* [Texto para leitura]:
-=-=-

Queixume da indústria sobre valorização do real tira o foco de questões como a inflação de custos, que prejudicam bem mais as exportações

A indústria brasileira sofre cada vez mais com a perda do ímpeto exportador e o aumento da penetração de produtos importados. Há três anos a indústria não cresce.

O patamar de produção industrial permanece abaixo do alcançado antes da crise financeira de 2008. Já o consumo expandiu-se 30% no mesmo intervalo.

Tornou-se comum culpar a taxa de câmbio pela letargia. À primeira vista, faz sentido. Do início de 2004 até fevereiro deste ano, o real valorizou-se quase 44%, encarecendo os produtos exportados.

Num mundo cada vez mais caracterizado pela desvalorização das principais moedas (a "guerra cambial" de que fala o ministro da Fazenda, Guido Mantega), é claro que o país tem prejuízo com o câmbio valorizado. Há, porém, muitas outras razões estruturais para explicar a retração industrial.

A questão do custo interno de produção aparece em primeiro plano. O Brasil é um país de inflação superior aos padrões internacionais. Por conta da elevada indexação à taxa inflacionária, os custos da economia como um todo sobem de modo persistente.

Os preços internos sobem de 5% a 6% ao ano no país, em média. Nos países desenvolvidos e emergentes, crescem em torno de 2% a 3% anuais. Não é preciso um prazo muito longo para ocorrer uma perda de competitividade até mais representativa que a do câmbio.

Enquanto a economia era fechada, sem competição externa, bastava repassar custos aos preços. Hoje isso não é mais possível, porque os produto nacionais estão expostos à concorrência dos importados. E o quadro se torna ainda mais preocupante quando se analisa a inflação dos itens que importam para a produção.

-=-=-

* [Linhas fornecidas]:
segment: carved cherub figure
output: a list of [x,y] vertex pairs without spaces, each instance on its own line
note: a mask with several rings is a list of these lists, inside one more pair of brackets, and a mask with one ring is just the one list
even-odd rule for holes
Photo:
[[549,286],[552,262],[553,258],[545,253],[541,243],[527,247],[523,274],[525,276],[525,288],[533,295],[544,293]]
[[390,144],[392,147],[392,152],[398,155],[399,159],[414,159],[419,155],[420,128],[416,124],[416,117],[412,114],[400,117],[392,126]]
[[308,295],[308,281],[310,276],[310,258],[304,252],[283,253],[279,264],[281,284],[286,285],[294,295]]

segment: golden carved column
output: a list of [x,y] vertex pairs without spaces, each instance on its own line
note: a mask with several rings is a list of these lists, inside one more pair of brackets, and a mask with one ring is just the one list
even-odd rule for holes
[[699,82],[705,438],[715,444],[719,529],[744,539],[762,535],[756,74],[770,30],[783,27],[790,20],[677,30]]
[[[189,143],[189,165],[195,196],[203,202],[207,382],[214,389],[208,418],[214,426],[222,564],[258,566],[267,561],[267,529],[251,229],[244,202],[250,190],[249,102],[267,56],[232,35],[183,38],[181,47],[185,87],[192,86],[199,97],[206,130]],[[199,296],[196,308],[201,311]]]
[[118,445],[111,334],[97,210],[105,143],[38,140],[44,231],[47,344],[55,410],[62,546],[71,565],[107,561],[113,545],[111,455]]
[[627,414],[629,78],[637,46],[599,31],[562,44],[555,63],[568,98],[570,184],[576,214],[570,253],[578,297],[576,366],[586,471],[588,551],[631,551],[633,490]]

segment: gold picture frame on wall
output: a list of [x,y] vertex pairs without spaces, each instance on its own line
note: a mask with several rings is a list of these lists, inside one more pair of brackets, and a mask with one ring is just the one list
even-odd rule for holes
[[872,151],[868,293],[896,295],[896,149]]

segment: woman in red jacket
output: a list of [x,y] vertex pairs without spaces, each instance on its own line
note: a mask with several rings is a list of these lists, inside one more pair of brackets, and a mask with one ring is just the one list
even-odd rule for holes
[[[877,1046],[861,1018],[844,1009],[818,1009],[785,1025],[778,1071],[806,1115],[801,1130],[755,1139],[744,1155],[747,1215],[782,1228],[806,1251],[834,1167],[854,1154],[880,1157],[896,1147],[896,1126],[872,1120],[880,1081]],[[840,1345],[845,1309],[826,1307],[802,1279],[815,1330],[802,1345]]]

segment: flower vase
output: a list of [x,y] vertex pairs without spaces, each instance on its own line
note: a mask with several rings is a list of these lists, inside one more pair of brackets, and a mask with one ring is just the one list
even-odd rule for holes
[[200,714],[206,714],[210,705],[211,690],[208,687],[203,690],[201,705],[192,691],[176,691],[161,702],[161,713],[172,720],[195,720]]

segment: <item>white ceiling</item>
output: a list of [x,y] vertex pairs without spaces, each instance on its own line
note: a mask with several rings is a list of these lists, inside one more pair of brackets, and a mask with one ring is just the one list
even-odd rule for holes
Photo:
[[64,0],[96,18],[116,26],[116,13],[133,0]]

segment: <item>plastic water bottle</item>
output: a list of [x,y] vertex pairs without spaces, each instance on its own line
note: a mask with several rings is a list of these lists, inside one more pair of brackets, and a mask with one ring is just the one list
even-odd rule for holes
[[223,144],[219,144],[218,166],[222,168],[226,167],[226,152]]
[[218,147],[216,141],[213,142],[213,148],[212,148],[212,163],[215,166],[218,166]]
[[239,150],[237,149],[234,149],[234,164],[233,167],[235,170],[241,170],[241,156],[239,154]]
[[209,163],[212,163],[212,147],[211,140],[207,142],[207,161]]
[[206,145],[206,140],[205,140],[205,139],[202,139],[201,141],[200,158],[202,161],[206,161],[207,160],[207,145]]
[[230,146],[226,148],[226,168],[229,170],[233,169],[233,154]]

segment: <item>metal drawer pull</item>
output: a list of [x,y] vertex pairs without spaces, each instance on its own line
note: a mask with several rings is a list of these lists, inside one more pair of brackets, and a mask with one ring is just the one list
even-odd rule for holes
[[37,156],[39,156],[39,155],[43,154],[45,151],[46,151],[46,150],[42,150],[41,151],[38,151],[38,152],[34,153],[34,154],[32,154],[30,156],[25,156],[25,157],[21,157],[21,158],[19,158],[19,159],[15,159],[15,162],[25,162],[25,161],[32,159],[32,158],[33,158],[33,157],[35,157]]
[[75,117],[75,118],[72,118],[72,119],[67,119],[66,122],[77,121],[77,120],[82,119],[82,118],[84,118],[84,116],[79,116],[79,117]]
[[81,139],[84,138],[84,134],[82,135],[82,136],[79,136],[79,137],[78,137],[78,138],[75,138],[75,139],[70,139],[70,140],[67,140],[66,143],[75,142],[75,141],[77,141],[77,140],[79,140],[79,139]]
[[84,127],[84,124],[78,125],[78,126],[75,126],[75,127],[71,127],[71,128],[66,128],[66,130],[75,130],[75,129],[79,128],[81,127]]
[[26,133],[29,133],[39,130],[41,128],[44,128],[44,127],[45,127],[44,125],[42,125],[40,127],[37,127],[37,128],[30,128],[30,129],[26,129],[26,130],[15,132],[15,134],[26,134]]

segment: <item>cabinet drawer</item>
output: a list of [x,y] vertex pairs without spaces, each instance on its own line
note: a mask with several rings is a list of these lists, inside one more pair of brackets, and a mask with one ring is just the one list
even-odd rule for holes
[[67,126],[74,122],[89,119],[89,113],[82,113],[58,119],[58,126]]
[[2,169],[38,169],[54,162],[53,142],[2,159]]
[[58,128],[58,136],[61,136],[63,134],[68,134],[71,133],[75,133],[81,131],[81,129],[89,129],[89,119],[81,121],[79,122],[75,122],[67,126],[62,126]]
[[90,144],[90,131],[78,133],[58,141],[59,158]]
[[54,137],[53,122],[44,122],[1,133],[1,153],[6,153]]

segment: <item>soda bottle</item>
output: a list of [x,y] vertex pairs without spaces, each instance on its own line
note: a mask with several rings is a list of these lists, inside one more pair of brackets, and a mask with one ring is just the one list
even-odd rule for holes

-=-=-

* [O que fazer]:
a) Reescreva o trecho das linhas que começa na linha que contém "segment: <item>cabinet drawer</item>" e termina no fim das linhas, com as duas pontas incluídas e os pedidos mantidos. Desloque as coordenadas dos vértices nas respostas somando 142 a cada um desses números.
b) Retome o texto sobre a indústria brasileira e o câmbio a partir do ponto em que ele para.

* [Respostas das tarefas]:
a)
segment: <item>cabinet drawer</item>
output: a list of [x,y] vertex pairs without spaces, each instance on its own line
note: a mask with several rings is a list of these lists, inside one more pair of brackets, and a mask with one ring is just the one list
even-odd rule for holes
[[209,268],[216,264],[231,261],[231,255],[224,255],[200,261],[200,268]]
[[144,311],[180,311],[196,304],[195,284],[144,301]]
[[200,270],[200,278],[203,278],[205,276],[210,276],[213,275],[217,275],[223,273],[223,271],[231,271],[231,261],[223,263],[221,264],[217,264],[209,268],[204,268]]
[[232,286],[232,273],[220,275],[200,283],[201,300]]
[[196,279],[195,264],[186,264],[143,275],[143,295],[148,295]]

segment: <item>soda bottle</item>
output: a list of [x,y] vertex pairs without spaces, each instance on its own line
note: a mask with several rings is a list of these lists, inside one more pair of brackets, and a mask with one ring is just the one list
even-odd rule for holes

b)
A mão de obra é um deles, talvez o principal. Nos EUA, não existe inflação de mão de obra -a produtividade tem crescido de 3% a 4% ao ano na indústria, em linha com os salários que paga. No Brasil, a produtividade industrial está estagnada, e os salários sobem em ritmo chinês, a 10% anuais. O ônus criado por essa diferença suplanta em poucos anos o peso do câmbio.

A energia, outro custo importante, é mais de duas vezes mais cara que a média internacional. A principal razão está nos impostos, que representam 35% da tarifa.

As associações industriais, por miopia, focalizam o câmbio como problema principal. O governo agradece, pois não tem muito o que fazer com ele, que responde a variáveis fora de seu controle.

Bem mais trabalhoso seria enfrentar a agenda de desoneração progressiva de impostos, desindexação da economia, qualificação de mão de obra e redução de custos logísticos. Sem isso, a indústria continuará perdendo terreno, com qualquer taxa de câmbio.